- **ЗАДАНИЕ**
Что идет дальше во фрагменте о Ходасевиче? Напишите продолжение, начиная сразу после его последнего предложения.

- **ФРАГМЕНТ СТРАНИЦЫ**

* * *

Основным источником заработка всю жизнь для Ходасевича была литературная поденщина. Хорошо еще, если переводы; не в том смысле, что они легче, а в том, что передаешь чужие смыслы. Скетчи для «Летучей мыши» — это попросту даже и весело. Составление сборников, антологий. Но главная поденщина — это литературные заметки. Исторические штудии, воспоминания о старых тенях и актуальная полемика.

И нужно быть воистину инопланетянином, чтобы вести актуальную полемику в том режиме, в котором вел ее Ходасевич. Ему мало что нравилось, крайне мало. После смерти Блока не только в частном письме подчеркивал, что осталось теперь три поэта: «Белый, Ахматова да я», но и публично редко появлялся на публике без хорошей связки оплеух.

Бывали, конечно, исключения в виде прозы Набокова, хваливал он Цветаеву и, что неожиданнее, Есенина, но в целом справедливо писал о себе, что внушает желторотым поэтам отвращенье и страх. Нещадно выжигал футуристику, после смерти Маяковского перепечатал старую ругательную о нем статью, за что Ходасевича даже и Шубинский осуждает. Шугал пролетарских поэтов… молотил не только Эренбурга, но Платонова с Вагиновым… последние главы «Чающего и говорящего» дают если не исчерпывающий, то очень полный связанных с именем Ходасевича свод скандалов-разборок. Ушла к тому же Берберова, которой надоело опасаться, что «Владя» вот-вот вышагнет в окно, и это не способствовало смягчению характера критика. Благо нашлась добрая душа Ольга Марголина, подставившая поэту плечо в страшные его последние желчные годы. Всего, кстати, жен у Ходасевича было четыре (если считать неофициальную, но самую близкую Берберову), первой была Марина Рындина, девушка знатная и богатая, что как-то не в тему. Я упомянул Марину не для полноты картины, которой нет в моих растрепанных заметках, а что ли для порядку.

* * *

- **ВЫДЕРЖКА ИЗ ДАННЫХ**
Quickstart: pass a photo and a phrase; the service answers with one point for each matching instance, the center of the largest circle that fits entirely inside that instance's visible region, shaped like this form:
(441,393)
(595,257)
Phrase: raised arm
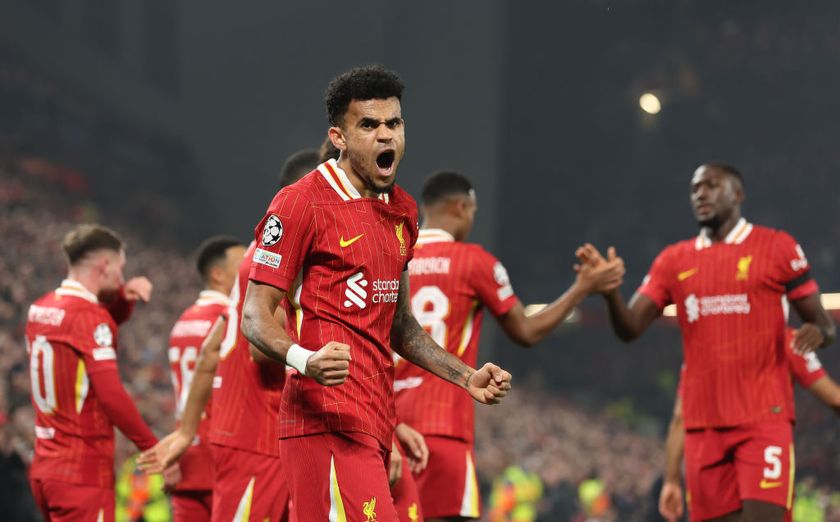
(827,390)
(487,385)
(628,321)
(527,330)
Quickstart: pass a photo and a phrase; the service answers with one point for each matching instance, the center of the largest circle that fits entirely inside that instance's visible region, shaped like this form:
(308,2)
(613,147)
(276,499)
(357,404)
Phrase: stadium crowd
(564,443)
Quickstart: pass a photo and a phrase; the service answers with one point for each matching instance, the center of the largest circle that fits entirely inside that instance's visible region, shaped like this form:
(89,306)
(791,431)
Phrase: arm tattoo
(413,343)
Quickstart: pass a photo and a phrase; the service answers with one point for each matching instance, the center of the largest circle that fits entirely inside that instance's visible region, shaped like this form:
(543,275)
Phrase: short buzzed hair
(444,184)
(85,239)
(212,251)
(728,169)
(372,82)
(298,165)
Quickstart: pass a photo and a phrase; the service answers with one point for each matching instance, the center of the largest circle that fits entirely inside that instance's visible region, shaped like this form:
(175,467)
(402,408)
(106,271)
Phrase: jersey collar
(340,183)
(71,287)
(433,235)
(736,236)
(211,297)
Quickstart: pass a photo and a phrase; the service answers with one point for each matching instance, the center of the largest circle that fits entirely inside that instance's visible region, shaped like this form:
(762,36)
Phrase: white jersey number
(42,374)
(430,307)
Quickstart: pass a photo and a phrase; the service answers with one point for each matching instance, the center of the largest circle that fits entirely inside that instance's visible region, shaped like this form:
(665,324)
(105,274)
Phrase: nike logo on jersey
(349,242)
(766,484)
(682,276)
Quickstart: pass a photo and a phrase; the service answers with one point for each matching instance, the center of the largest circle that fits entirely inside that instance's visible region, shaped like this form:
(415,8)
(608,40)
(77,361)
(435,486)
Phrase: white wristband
(297,356)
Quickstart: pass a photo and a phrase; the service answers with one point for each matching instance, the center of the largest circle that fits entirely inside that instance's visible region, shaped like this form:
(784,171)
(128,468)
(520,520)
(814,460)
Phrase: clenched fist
(330,365)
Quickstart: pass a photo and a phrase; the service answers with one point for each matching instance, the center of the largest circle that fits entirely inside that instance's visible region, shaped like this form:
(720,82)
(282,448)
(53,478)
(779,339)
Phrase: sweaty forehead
(375,109)
(705,173)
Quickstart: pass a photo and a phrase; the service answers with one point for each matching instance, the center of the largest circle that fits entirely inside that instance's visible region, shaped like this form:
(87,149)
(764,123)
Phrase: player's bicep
(811,310)
(643,310)
(208,357)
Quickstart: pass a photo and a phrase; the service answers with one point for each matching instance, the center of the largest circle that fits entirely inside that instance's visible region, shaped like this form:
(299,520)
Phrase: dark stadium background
(169,120)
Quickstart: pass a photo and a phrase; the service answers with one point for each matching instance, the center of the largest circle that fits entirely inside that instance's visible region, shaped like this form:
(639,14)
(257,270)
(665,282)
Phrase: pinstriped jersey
(805,369)
(246,394)
(730,299)
(70,337)
(349,253)
(451,285)
(185,342)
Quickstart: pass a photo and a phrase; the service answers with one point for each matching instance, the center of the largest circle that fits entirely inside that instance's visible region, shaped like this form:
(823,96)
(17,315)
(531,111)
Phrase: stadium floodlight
(650,103)
(830,302)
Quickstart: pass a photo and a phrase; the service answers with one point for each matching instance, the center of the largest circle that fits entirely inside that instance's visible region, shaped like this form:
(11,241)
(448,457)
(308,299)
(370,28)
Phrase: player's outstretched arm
(628,321)
(827,390)
(330,365)
(170,448)
(671,496)
(817,330)
(487,385)
(527,330)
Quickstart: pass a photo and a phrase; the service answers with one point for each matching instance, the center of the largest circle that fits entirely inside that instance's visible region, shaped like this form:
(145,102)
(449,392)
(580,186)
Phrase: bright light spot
(650,103)
(831,301)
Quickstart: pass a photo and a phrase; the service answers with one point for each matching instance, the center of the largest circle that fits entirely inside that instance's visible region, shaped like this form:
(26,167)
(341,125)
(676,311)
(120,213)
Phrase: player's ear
(337,138)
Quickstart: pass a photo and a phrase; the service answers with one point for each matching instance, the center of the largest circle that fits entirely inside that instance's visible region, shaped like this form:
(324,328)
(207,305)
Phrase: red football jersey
(246,394)
(185,342)
(731,310)
(350,252)
(805,370)
(451,284)
(71,340)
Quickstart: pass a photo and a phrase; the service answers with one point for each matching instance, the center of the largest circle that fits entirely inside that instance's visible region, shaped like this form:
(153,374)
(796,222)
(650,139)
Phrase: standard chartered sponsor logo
(355,291)
(382,291)
(386,290)
(715,305)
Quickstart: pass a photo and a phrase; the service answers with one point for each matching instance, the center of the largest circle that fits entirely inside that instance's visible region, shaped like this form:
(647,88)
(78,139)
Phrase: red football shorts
(192,506)
(724,467)
(406,497)
(338,476)
(62,501)
(448,486)
(249,486)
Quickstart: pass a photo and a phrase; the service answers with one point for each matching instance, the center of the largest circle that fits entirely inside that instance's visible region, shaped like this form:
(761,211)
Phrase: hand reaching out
(596,274)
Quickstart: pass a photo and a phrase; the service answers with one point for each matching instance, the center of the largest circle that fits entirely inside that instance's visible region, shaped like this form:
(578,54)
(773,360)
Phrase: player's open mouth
(385,162)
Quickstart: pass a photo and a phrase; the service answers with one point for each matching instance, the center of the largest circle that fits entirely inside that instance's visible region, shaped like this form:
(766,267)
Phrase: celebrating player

* * *

- **ОТВЕТ К ЗАДАНИЮ**
Кстати, о порядке

Смущает в работе Шубинского уверенность его представлений об иерархии русской поэзии. Он про всех подозрительно точно знает, кто какое место занимает, словно Боги ему спустили с сургучной печатью реестр. Книга полна максим типа «Фет — поэт великий, Майков и Полонский — просто очень хорошие», «Брюсов получил целую страницу в истории отечественной словесности», «Липскеров остался типичным «малым поэтом».

С одними оценками соглашаешься, другим удивляешься, третьи откровенно комичны (Шубинский всерьез считает большим поэтом Георгия Иванова, например). Над этой бухгалтерией можно вволю поиронизировать, но не хочется. В конце концов именно наличие в голове исследователя такого порядка позволяет ему держать махину жизнеописания.

Что до Ходасевича, то он в юности, скажем, очень много танцевал: пример упорядоченного движения (фигуры, па), творящего беспорядок — мельтешение в залах, смена ритмов и смятение в сердцах. Гармония в его прыжках по страстям и городам и не ночевала.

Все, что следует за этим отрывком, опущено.